-- Exercise prompt --
Number each of the following lines in order, skipping any blank ones, and leave the pictures out of your answer.
□ □ □
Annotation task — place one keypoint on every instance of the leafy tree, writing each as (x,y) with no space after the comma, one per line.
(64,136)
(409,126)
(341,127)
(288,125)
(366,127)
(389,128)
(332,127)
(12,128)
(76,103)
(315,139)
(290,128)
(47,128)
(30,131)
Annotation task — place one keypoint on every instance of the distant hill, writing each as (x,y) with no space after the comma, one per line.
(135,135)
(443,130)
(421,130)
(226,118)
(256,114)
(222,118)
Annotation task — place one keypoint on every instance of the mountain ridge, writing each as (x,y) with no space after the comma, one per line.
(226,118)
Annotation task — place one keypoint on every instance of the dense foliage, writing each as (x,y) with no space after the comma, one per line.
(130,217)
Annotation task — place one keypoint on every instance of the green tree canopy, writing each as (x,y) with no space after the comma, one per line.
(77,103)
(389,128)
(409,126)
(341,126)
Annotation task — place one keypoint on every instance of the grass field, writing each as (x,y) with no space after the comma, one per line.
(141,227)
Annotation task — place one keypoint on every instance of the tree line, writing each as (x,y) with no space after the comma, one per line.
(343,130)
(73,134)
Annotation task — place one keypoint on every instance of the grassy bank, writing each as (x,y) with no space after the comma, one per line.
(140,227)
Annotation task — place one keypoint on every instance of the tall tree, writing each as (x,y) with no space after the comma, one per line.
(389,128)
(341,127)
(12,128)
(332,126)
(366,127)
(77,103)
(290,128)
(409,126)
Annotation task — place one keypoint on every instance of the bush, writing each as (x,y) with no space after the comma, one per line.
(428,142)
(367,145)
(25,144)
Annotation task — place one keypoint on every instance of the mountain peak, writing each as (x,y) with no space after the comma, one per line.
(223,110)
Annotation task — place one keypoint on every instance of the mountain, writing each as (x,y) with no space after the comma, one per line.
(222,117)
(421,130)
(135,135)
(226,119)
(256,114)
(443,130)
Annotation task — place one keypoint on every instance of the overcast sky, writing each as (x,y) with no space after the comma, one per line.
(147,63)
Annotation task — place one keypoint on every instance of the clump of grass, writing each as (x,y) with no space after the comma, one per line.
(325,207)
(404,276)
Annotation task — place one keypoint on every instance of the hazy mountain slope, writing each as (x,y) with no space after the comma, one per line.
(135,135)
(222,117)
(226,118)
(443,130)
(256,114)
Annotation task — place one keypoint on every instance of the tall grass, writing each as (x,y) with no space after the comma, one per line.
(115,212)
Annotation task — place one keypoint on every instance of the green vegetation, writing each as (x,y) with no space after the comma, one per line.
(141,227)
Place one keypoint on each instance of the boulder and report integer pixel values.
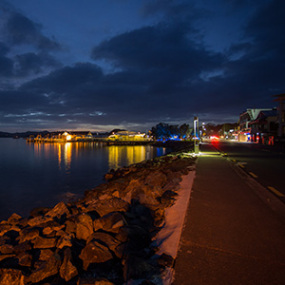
(41, 242)
(110, 222)
(105, 239)
(156, 178)
(65, 240)
(167, 199)
(70, 227)
(28, 234)
(11, 277)
(94, 281)
(84, 226)
(107, 206)
(25, 259)
(14, 219)
(5, 256)
(6, 249)
(38, 220)
(46, 254)
(50, 228)
(5, 228)
(39, 211)
(58, 211)
(67, 270)
(94, 252)
(165, 260)
(21, 247)
(45, 269)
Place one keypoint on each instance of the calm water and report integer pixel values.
(39, 175)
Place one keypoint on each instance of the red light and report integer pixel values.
(214, 138)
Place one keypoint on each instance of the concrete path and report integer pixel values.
(234, 231)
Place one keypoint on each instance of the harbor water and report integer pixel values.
(43, 174)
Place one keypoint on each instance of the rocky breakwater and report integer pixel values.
(104, 238)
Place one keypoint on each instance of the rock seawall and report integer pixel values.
(104, 238)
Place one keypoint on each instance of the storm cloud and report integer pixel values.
(163, 71)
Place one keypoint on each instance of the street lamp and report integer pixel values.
(196, 135)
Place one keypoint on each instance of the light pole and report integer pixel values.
(196, 135)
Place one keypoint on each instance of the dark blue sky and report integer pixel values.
(98, 65)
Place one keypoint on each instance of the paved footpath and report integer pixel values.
(234, 231)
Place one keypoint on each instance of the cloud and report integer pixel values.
(32, 63)
(163, 72)
(25, 52)
(21, 30)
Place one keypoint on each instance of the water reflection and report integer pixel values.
(39, 175)
(131, 154)
(118, 156)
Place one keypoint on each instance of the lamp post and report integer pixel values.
(196, 135)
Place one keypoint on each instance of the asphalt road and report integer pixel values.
(265, 164)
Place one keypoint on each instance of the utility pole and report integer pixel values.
(196, 135)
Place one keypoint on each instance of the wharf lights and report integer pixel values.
(196, 135)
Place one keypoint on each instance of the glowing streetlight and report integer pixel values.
(196, 135)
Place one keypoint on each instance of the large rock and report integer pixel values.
(110, 222)
(65, 240)
(5, 228)
(104, 207)
(84, 226)
(58, 210)
(105, 239)
(38, 220)
(6, 249)
(94, 281)
(67, 270)
(14, 219)
(11, 277)
(45, 269)
(94, 252)
(41, 242)
(28, 234)
(25, 259)
(156, 179)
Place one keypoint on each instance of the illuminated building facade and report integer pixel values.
(281, 114)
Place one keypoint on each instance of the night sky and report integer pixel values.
(98, 65)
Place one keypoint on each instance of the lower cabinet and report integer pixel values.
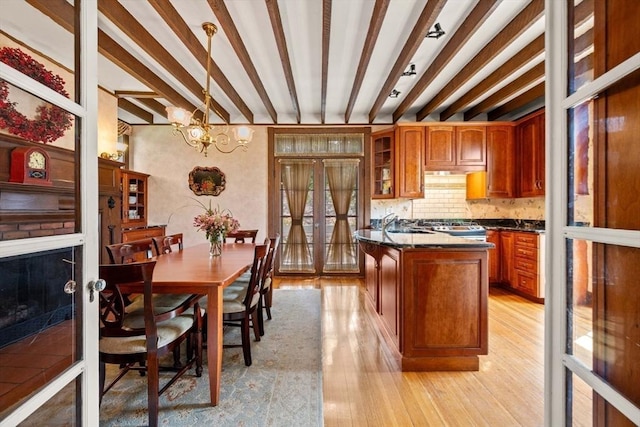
(521, 263)
(430, 305)
(131, 234)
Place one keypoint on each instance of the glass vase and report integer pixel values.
(215, 246)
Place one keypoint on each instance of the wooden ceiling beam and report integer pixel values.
(469, 27)
(425, 21)
(326, 35)
(516, 62)
(132, 108)
(135, 94)
(153, 105)
(377, 17)
(524, 20)
(520, 101)
(172, 18)
(531, 76)
(281, 42)
(126, 22)
(61, 12)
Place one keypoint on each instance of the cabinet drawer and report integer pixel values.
(527, 283)
(525, 265)
(144, 233)
(527, 239)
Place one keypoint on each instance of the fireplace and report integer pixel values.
(32, 296)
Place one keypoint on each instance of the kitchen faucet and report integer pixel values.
(387, 220)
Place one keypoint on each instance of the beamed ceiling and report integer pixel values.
(307, 62)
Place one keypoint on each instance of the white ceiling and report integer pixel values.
(302, 24)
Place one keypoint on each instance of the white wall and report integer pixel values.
(156, 151)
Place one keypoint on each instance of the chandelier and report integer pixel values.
(198, 132)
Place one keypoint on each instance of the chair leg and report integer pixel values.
(153, 388)
(268, 299)
(246, 340)
(102, 375)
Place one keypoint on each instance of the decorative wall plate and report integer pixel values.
(206, 181)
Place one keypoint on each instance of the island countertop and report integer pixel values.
(433, 239)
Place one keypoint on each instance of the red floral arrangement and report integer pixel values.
(51, 121)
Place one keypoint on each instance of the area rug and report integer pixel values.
(282, 387)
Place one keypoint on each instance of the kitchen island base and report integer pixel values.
(430, 302)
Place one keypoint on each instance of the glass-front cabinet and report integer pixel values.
(382, 144)
(134, 199)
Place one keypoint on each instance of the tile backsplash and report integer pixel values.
(445, 197)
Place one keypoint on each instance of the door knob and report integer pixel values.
(96, 286)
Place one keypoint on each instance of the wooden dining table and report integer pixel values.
(193, 271)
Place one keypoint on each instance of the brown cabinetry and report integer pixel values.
(494, 256)
(383, 164)
(531, 161)
(500, 162)
(409, 149)
(455, 148)
(134, 198)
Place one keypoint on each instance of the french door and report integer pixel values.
(51, 349)
(592, 313)
(317, 200)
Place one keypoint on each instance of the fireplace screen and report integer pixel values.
(32, 292)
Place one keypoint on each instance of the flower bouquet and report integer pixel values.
□ □ □
-- Response for this exercise --
1. Annotation task — place one keypoint on every instance of the leafy tree, writing each as (x,y) with no space after the comma, one per line.
2. (64,136)
3. (409,126)
4. (341,127)
5. (288,125)
6. (366,127)
7. (389,128)
8. (332,127)
9. (12,128)
10. (76,103)
11. (315,139)
12. (290,128)
13. (47,128)
14. (30,131)
15. Annotation task — place one keypoint on every instance of the distant hill, writing each as (x,y) with no space after the comma, one per line.
16. (135,135)
17. (443,130)
18. (421,130)
19. (226,118)
20. (256,114)
21. (222,118)
22. Annotation task — place one keypoint on every instance of the mountain ridge, writing each as (x,y) with no space after the comma, one per line.
23. (226,118)
24. Annotation task — place one keypoint on every instance of the dense foliage, writing each as (x,y) with no space after the comma, one per line.
25. (130,217)
26. Annotation task — place one keypoint on every instance of the green tree canopy, writing each as (x,y) with no space after the comma, one per line.
27. (77,103)
28. (389,128)
29. (409,126)
30. (341,126)
31. Annotation task — place one keypoint on every instance of the grass field, writing each as (x,y) with no space after the comma, one per line.
32. (141,227)
33. Annotation task — place one keypoint on every instance of the tree line, writing each as (x,y) with no space after the comma, one per line.
34. (343,130)
35. (73,134)
36. Annotation task — place one keypoint on every instance of the grassy bank, writing each as (x,y) with no space after the comma, one per line.
37. (140,227)
38. Annotation task — place one keypoint on every instance of the tall tree, writing each as (x,y) with no space after the comma, one per line.
39. (389,128)
40. (341,127)
41. (12,128)
42. (332,126)
43. (366,127)
44. (77,103)
45. (290,128)
46. (409,126)
47. Annotation task — place one keypoint on every instance of the bush, writing each as (x,y) with no space after the comma, one per line.
48. (428,142)
49. (367,145)
50. (25,144)
51. Annotation task — place one keypoint on every instance of the mountain peak, writing each as (x,y) with no space after the comma, one per line.
52. (223,110)
53. Annotation task — place one keypoint on every instance of the mountain, writing each as (x,y) with no space after the comma, one per line.
54. (222,117)
55. (421,130)
56. (135,135)
57. (226,119)
58. (256,114)
59. (443,130)
60. Annotation task — place one keypoint on every instance of the overcast sky, writing each as (x,y) with no space after the comma, one per line.
61. (147,63)
62. Annotation task — place one keypoint on every instance of the clump of grass, writing each as (x,y) with no space after the comma, one per line.
63. (325,207)
64. (404,276)
65. Annotation task — place one keypoint on every instance of the hazy mountain slope, writing each as (x,y) with no space after the comma, one per line.
66. (135,135)
67. (222,117)
68. (226,118)
69. (443,130)
70. (256,114)
71. Annotation task — place one keypoint on every instance of the tall grass, writing each as (x,y) with no space after the comma, one per line.
72. (115,212)
73. Annotation task — place one keypoint on every instance of the green vegetation, writing each as (x,y) with no space after the comma, one per line.
74. (141,227)
75. Place one keypoint on each instance of the boulder and report integer pixel values.
76. (41, 242)
77. (110, 222)
78. (105, 239)
79. (156, 178)
80. (65, 240)
81. (167, 199)
82. (70, 227)
83. (28, 234)
84. (11, 277)
85. (94, 281)
86. (84, 226)
87. (107, 206)
88. (25, 259)
89. (14, 219)
90. (5, 256)
91. (6, 249)
92. (38, 220)
93. (46, 254)
94. (50, 228)
95. (5, 228)
96. (39, 211)
97. (58, 211)
98. (67, 270)
99. (94, 252)
100. (165, 260)
101. (21, 247)
102. (45, 269)
103. Place one keypoint on each instance of the calm water and report integer pixel values.
104. (39, 175)
105. Place one keypoint on each instance of the red light and report integer pixel values.
106. (214, 138)
107. Place one keypoint on each instance of the concrete path and report integer pixel values.
108. (234, 231)
109. Place one keypoint on each instance of the harbor water and report integer pixel values.
110. (43, 174)
111. Place one keypoint on each instance of the rocky breakwater and report integer pixel values.
112. (104, 238)
113. Place one keypoint on each instance of the rock seawall and report integer pixel values.
114. (104, 238)
115. Place one keypoint on each instance of the storm cloud and report integer pixel values.
116. (163, 71)
117. Place one keypoint on each instance of the street lamp and report integer pixel values.
118. (196, 135)
119. Place one keypoint on each instance of the light pole and report integer pixel values.
120. (196, 135)
121. Place one keypoint on each instance of the dark blue sky and report integer pixel values.
122. (98, 65)
123. Place one keypoint on each instance of the paved footpath and report integer pixel values.
124. (234, 231)
125. Place one keypoint on each instance of the cloud and report integer pixel values.
126. (32, 63)
127. (163, 72)
128. (25, 52)
129. (21, 30)
130. Place one keypoint on each instance of the water reflection and report integer pixel values.
131. (39, 175)
132. (131, 154)
133. (118, 156)
134. Place one keypoint on each instance of the lamp post and report integer pixel values.
135. (196, 135)
136. Place one keypoint on each instance of the asphalt road and report integer pixel values.
137. (265, 164)
138. Place one keypoint on each instance of the utility pole and report integer pixel values.
139. (196, 135)
140. Place one keypoint on each instance of the wharf lights and report integer pixel values.
141. (196, 135)
142. Place one keypoint on each instance of the glowing streetlight and report integer pixel values.
143. (196, 135)
144. Place one keypoint on each instance of the large rock and report integer pixel values.
145. (110, 222)
146. (65, 240)
147. (5, 228)
148. (104, 207)
149. (84, 226)
150. (58, 210)
151. (105, 239)
152. (38, 220)
153. (6, 249)
154. (94, 281)
155. (67, 270)
156. (14, 219)
157. (11, 277)
158. (45, 269)
159. (94, 252)
160. (41, 242)
161. (28, 234)
162. (25, 259)
163. (156, 179)
164. Place one keypoint on each instance of the illuminated building facade and report integer pixel values.
165. (281, 114)
166. Place one keypoint on each instance of the night sky and report integer pixel values.
167. (98, 65)
168. Place one keypoint on each instance of the lower cabinet and report integer pixel values.
169. (521, 263)
170. (430, 305)
171. (131, 234)
172. Place one keypoint on each instance of the glass vase and report integer pixel values.
173. (215, 246)
174. Place one keypoint on each instance of the wooden ceiling beam and report integer pixel values.
175. (469, 27)
176. (425, 21)
177. (326, 35)
178. (516, 62)
179. (132, 108)
180. (135, 94)
181. (153, 105)
182. (377, 17)
183. (524, 20)
184. (520, 101)
185. (172, 18)
186. (531, 76)
187. (281, 42)
188. (126, 22)
189. (61, 12)
190. Place one keypoint on each instance of the cabinet drawer and report integer pixel values.
191. (527, 283)
192. (525, 265)
193. (144, 233)
194. (527, 239)
195. Place one keypoint on each instance of the fireplace and report integer pixel values.
196. (32, 296)
197. Place one keypoint on each instance of the kitchen faucet and report integer pixel values.
198. (387, 220)
199. Place one keypoint on each instance of the beamed ceiling and report integer pixel values.
200. (307, 62)
201. Place one keypoint on each instance of the white ceiling and report integer pixel values.
202. (302, 24)
203. Place one keypoint on each instance of the white wall and report integer pixel values.
204. (156, 151)
205. Place one keypoint on each instance of the chandelier and report integer pixel values.
206. (198, 132)
207. Place one keypoint on each instance of the chair leg and report integer pixel values.
208. (153, 388)
209. (268, 299)
210. (246, 340)
211. (102, 375)
212. Place one keypoint on each instance of the decorative wall plate and report integer pixel values.
213. (206, 181)
214. Place one keypoint on each instance of the island countertop and report integer pixel values.
215. (433, 239)
216. Place one keypoint on each instance of the red floral arrangement and report integer pixel values.
217. (51, 121)
218. Place one keypoint on each instance of the area rug and report integer pixel values.
219. (282, 387)
220. Place one keypoint on each instance of the kitchen island base and report integer pixel values.
221. (430, 302)
222. Place one keypoint on each instance of the glass-front cabinet and report integer pixel values.
223. (382, 144)
224. (134, 199)
225. Place one keypoint on each instance of the tile backsplash and report integer pixel values.
226. (445, 197)
227. Place one keypoint on each instance of the door knob and report integer pixel values.
228. (96, 286)
229. Place one keypoint on each instance of the wooden dining table and report integer pixel values.
230. (193, 271)
231. Place one keypoint on each instance of the brown cabinetry and report integer pixel values.
232. (494, 256)
233. (383, 164)
234. (531, 161)
235. (500, 162)
236. (409, 149)
237. (455, 148)
238. (134, 198)
239. Place one keypoint on each instance of the french door and report integer pixel values.
240. (51, 349)
241. (592, 313)
242. (317, 200)
243. Place one keypoint on each instance of the fireplace screen and report integer pixel values.
244. (32, 292)
245. Place one keypoint on each instance of the flower bouquet and report integer pixel values.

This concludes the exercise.